### [EXERCISE AIM]
Edit the part of the entries that opens with the line containing "Can you see the blurred" and closes with the line containing "pixel 616 806": replace "foliage" with "leaves" and leave everything else unchanged. Reproduce only those lines.

___ RECORDS SUPPLIED

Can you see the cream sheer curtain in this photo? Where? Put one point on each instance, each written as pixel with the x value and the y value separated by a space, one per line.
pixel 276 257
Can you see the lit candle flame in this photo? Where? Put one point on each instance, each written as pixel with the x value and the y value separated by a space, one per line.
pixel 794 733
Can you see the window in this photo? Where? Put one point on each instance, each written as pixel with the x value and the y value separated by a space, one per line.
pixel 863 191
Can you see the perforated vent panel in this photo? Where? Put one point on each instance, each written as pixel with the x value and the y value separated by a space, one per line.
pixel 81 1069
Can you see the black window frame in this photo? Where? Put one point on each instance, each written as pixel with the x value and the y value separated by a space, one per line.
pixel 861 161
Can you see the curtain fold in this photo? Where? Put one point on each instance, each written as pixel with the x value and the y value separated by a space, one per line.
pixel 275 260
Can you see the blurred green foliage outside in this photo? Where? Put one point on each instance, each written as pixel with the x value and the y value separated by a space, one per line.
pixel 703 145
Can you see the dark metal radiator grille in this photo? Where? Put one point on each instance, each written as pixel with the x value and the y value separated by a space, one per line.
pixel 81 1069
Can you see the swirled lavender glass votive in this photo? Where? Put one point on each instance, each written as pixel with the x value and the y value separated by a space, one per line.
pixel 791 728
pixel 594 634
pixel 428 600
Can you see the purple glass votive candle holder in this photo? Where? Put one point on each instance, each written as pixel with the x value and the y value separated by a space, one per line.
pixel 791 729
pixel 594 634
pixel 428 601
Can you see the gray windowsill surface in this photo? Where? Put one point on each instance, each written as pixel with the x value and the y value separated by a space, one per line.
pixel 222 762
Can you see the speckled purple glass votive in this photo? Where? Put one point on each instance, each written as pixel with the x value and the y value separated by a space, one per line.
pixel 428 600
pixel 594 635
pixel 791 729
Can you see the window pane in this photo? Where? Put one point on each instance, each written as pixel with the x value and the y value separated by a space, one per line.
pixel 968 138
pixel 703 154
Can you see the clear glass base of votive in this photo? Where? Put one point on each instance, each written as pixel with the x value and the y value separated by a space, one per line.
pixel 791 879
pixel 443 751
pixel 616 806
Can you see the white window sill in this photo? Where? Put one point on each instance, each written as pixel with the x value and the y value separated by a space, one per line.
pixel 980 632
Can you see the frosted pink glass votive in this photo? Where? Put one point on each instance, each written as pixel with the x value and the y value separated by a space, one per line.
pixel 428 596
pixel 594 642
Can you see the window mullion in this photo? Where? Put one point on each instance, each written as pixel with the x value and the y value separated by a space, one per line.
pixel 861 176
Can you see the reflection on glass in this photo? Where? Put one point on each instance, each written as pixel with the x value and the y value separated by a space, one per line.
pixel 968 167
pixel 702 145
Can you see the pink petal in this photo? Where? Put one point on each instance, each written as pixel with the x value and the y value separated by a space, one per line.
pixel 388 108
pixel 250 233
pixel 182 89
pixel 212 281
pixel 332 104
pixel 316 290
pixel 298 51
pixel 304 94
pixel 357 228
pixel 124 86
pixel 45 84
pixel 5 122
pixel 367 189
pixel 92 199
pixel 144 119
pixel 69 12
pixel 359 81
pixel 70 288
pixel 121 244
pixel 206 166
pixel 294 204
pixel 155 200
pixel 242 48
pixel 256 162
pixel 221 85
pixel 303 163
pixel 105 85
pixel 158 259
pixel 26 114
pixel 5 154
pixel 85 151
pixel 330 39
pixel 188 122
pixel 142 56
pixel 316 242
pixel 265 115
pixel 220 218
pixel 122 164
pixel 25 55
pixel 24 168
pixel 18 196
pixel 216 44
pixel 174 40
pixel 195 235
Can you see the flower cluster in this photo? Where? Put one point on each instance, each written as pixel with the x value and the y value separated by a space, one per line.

______
___ RECORDS SUPPLIED

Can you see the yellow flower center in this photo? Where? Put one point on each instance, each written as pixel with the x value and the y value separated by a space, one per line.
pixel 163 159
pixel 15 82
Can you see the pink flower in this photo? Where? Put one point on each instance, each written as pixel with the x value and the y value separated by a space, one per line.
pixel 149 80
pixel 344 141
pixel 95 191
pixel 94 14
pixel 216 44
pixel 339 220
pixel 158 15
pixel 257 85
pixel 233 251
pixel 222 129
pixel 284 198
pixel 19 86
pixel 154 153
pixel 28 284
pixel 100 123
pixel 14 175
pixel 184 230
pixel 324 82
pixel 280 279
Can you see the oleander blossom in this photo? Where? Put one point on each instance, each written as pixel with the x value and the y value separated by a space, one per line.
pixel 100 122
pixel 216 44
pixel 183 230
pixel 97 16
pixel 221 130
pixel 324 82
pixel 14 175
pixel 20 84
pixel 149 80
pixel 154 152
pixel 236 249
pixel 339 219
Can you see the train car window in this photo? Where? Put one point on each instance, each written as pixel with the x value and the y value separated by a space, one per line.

______

### [WRITTEN RESPONSE]
Can you see the blurred green leaves outside in this photo? Where? Put one point on each instance, each written as pixel with the x value and the y value separated by a space, one per line.
pixel 703 145
Can you see the dark metal radiator grille in this photo? Where? Put one point on each instance, each written as pixel with the x value and the y value separated by a space, one per line.
pixel 81 1069
Can you see the swirled lavender glass votive in this photo? Where? Put one point on each instance, each written as pixel with the x value and the y value separated by a space, one per line.
pixel 791 728
pixel 594 634
pixel 428 600
Can you see the purple glass votive candle holder in this photo? Where? Put one point on each instance, each written as pixel with the x value and the y value separated by a space, one per line.
pixel 791 729
pixel 594 634
pixel 428 601
Can you see the gray windowsill surface in this photo? Where? Put one point on each instance, each written as pixel with the x value and the y value separated by a space, one per line.
pixel 222 762
Can you see the speckled purple glass votive in this photo? Where? Put one point on each instance, each written as pixel with the x value and the y value separated by a space, one per line.
pixel 428 600
pixel 594 635
pixel 791 729
Can you see the window pane in this photo? Where? Put one point on each instance, each written as pixel with the x value and the y value separated by a space, one per line.
pixel 968 138
pixel 703 154
Can you see the clear glass base of votive in this photo? Where? Put one point on each instance, each written as pixel with the x value and the y value separated by a space, one per line.
pixel 791 879
pixel 443 751
pixel 616 806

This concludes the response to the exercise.